GIVEN RECORDS.
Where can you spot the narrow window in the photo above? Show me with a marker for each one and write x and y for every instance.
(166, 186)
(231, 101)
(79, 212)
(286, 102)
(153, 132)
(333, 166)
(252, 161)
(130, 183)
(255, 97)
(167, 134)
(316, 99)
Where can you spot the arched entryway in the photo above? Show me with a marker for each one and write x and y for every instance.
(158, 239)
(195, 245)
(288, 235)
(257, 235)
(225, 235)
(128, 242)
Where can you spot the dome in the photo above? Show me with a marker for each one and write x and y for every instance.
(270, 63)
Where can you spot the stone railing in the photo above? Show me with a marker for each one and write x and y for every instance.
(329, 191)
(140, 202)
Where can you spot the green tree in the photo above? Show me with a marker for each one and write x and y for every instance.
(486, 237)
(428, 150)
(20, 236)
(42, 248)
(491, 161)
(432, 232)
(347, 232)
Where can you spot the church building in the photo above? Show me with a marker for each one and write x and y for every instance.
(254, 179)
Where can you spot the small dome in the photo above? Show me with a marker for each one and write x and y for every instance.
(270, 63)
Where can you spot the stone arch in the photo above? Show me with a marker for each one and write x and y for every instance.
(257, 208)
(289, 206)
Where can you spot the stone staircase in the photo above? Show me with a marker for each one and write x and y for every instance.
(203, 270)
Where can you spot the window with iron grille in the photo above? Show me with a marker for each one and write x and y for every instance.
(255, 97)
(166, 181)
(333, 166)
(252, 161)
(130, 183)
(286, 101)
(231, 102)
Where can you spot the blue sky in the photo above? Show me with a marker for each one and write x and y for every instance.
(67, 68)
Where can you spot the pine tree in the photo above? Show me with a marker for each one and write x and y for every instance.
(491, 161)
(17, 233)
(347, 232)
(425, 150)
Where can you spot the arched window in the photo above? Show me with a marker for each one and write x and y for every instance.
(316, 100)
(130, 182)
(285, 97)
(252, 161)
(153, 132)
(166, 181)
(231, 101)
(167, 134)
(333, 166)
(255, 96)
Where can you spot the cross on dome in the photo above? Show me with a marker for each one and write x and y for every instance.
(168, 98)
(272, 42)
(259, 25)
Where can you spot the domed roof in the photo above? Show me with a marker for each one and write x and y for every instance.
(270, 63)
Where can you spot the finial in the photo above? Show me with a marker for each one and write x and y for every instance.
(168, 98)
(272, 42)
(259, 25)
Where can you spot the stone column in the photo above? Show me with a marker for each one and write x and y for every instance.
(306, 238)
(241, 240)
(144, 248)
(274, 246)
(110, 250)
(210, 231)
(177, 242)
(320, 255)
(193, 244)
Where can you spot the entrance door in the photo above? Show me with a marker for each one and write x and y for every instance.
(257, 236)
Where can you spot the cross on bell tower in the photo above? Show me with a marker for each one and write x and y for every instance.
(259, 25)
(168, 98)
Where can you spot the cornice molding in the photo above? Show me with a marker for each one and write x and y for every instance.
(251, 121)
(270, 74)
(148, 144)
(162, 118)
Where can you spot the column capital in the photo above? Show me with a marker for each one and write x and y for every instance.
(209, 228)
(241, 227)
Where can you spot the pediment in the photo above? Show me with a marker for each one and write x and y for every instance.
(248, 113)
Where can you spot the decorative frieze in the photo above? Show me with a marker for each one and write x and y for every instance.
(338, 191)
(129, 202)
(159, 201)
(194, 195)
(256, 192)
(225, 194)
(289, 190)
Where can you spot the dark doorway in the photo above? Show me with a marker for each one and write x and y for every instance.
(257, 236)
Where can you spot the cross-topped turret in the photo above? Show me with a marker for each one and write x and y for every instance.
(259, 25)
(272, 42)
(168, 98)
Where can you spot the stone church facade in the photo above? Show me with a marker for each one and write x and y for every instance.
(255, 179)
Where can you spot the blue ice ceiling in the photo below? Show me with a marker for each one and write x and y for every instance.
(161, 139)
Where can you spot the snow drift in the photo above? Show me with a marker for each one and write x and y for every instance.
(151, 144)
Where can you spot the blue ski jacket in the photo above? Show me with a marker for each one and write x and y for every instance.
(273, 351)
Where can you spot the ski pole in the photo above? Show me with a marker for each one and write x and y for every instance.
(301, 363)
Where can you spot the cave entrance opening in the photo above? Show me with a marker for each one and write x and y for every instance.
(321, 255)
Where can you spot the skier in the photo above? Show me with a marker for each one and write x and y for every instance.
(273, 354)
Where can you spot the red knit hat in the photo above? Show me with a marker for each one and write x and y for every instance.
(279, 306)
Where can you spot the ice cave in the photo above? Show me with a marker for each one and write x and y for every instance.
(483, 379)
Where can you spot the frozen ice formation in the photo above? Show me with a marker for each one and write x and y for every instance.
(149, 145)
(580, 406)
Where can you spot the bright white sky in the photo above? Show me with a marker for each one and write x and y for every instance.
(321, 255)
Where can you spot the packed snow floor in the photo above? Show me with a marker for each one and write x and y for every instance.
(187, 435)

REQUIRED WORK.
Return the listing above in full, character for character.

RESPONSE.
Where can you spot the narrow window in the photo above? Show me with a marker for each one and write x and y for every instance.
(166, 186)
(231, 101)
(79, 212)
(286, 102)
(153, 132)
(333, 166)
(252, 161)
(130, 183)
(255, 97)
(167, 134)
(316, 99)
Where can you spot the arched entryway in the photo above? Show me with a marker for each one and write x and y for every instance.
(158, 239)
(195, 245)
(288, 235)
(257, 235)
(225, 235)
(128, 242)
Where can you spot the dome in the photo above? Show me with a marker for each one and write x and y for every instance.
(270, 63)
Where can you spot the stone railing in the photo above? Show me with a marker for each one and write x and y for every instance.
(329, 191)
(140, 202)
Where can you spot the green tree in the photo above? Show me with a marker for each one and write x and y for every instance.
(486, 237)
(428, 150)
(20, 236)
(42, 248)
(491, 161)
(432, 232)
(347, 232)
Where can you spot the church building in the photo above? Show me with a marker for each one and write x and y for every instance.
(254, 179)
Where can you spot the small dome in the photo above? Show me with a marker for each one and write x and y for every instance.
(270, 63)
Where can you spot the stone arch in the photo above? Show me with a marker for each one and write x and y for every instance.
(257, 208)
(289, 206)
Where can you spot the stone staircase in the photo above? Show me with a marker for each one and write x and y for every instance.
(203, 270)
Where can you spot the window with iron grille in the photo above? Show me with a marker for each one and write x and y for every instance.
(255, 97)
(166, 181)
(333, 166)
(252, 161)
(130, 183)
(286, 101)
(231, 102)
Where can you spot the blue sky in the photo above? Show me with a marker for each one and write x and y for every instance.
(67, 68)
Where can you spot the pine tree in the photo above? Show me with a marker for each one and write x and y for every instance.
(491, 161)
(17, 233)
(347, 232)
(425, 150)
Where can you spot the arched window in the photo above? Show me with a marker for each one and write x and y for every instance.
(316, 100)
(130, 182)
(285, 97)
(252, 161)
(153, 132)
(166, 181)
(231, 101)
(167, 134)
(333, 166)
(255, 96)
Where can you spot the cross on dome in the photo above? Show me with a marker for each one and write x and y for every instance.
(168, 98)
(272, 42)
(259, 25)
Where can you spot the domed roof in the photo above? Show me with a marker for each one and write x and y for every instance.
(270, 63)
Where can you spot the finial in the photo above? Show me with a marker for each one and write x and y for every instance.
(168, 98)
(272, 42)
(259, 25)
Where can you spot the stone column in the photo above? Show me with a marker for each one and write x and y for every instance.
(306, 238)
(241, 240)
(144, 248)
(274, 246)
(110, 250)
(210, 231)
(177, 242)
(320, 255)
(193, 244)
Where can you spot the entrance door in the photo above? Show me with a marker for each one and write x and y for every instance.
(257, 236)
Where can you spot the cross on bell tower in the photo above? Show me with a marker for each one and write x and y for every instance.
(259, 25)
(168, 98)
Where can you spot the cornice molding in the photo above? Show me with a marker for each one and write x and y for every instance.
(251, 121)
(270, 74)
(148, 144)
(162, 118)
Where can you spot the column capital in the photo above? Show me with a marker for each one and write x and y for every instance.
(209, 228)
(241, 227)
Where can you spot the pediment in the photo above? Show me with a marker for each one and write x and y for every instance.
(248, 113)
Where can you spot the decorative frieze in the photo above? Show me with a marker for each one and write x and y for every instance.
(338, 191)
(129, 202)
(159, 201)
(194, 195)
(256, 192)
(225, 194)
(289, 190)
Where can you spot the dark doorway in the photo above? Show me with a marker for each one and write x and y for every instance.
(257, 236)
Where can you spot the cross-topped turret in the photo above? Show me with a marker for each one and write x and y for every instance.
(259, 25)
(272, 42)
(168, 98)
Where can you spot the stone church facade in the photo above? Show me with a marker for each one and write x and y for every instance.
(255, 179)
Where can you spot the blue ice ceiling in the photo below? Show me with a marker for each one and write x and y for every instance.
(161, 139)
Where can you spot the snow drift in the photo above? Show me with a marker for each one and write x and y for every instance.
(151, 144)
Where can you spot the blue ski jacket in the photo above? Show me with a marker for each one and write x and y for every instance.
(273, 351)
Where can you spot the ski pole in the photo above? Show me with a marker for each one and write x and y for every instance.
(301, 363)
Where can you spot the cave entrance opening in the photo above? Show me with a marker for each one and write x and y for every instance.
(321, 255)
Where can you spot the skier in the photo above? Show me with a marker for each one and write x and y for every instance.
(273, 354)
Where can you spot the red knit hat in the photo above? Show me with a marker for each one and write x and y for every instance.
(279, 306)
Where can you spot the ice cave in the photo above? Show me with a marker for each one and write x and y for every instance.
(483, 379)
Where can you spot the frozen ice formation in the photo above? Show me with a marker for each one and write x and y for every instance.
(149, 145)
(580, 406)
Where can you spot the bright white sky in the photo above? Show me with a marker for each one and write x and y for every instance.
(321, 255)
Where can you spot the packed snow floor in the photo above? Show me with a marker for each one and write x and y for every instance.
(187, 435)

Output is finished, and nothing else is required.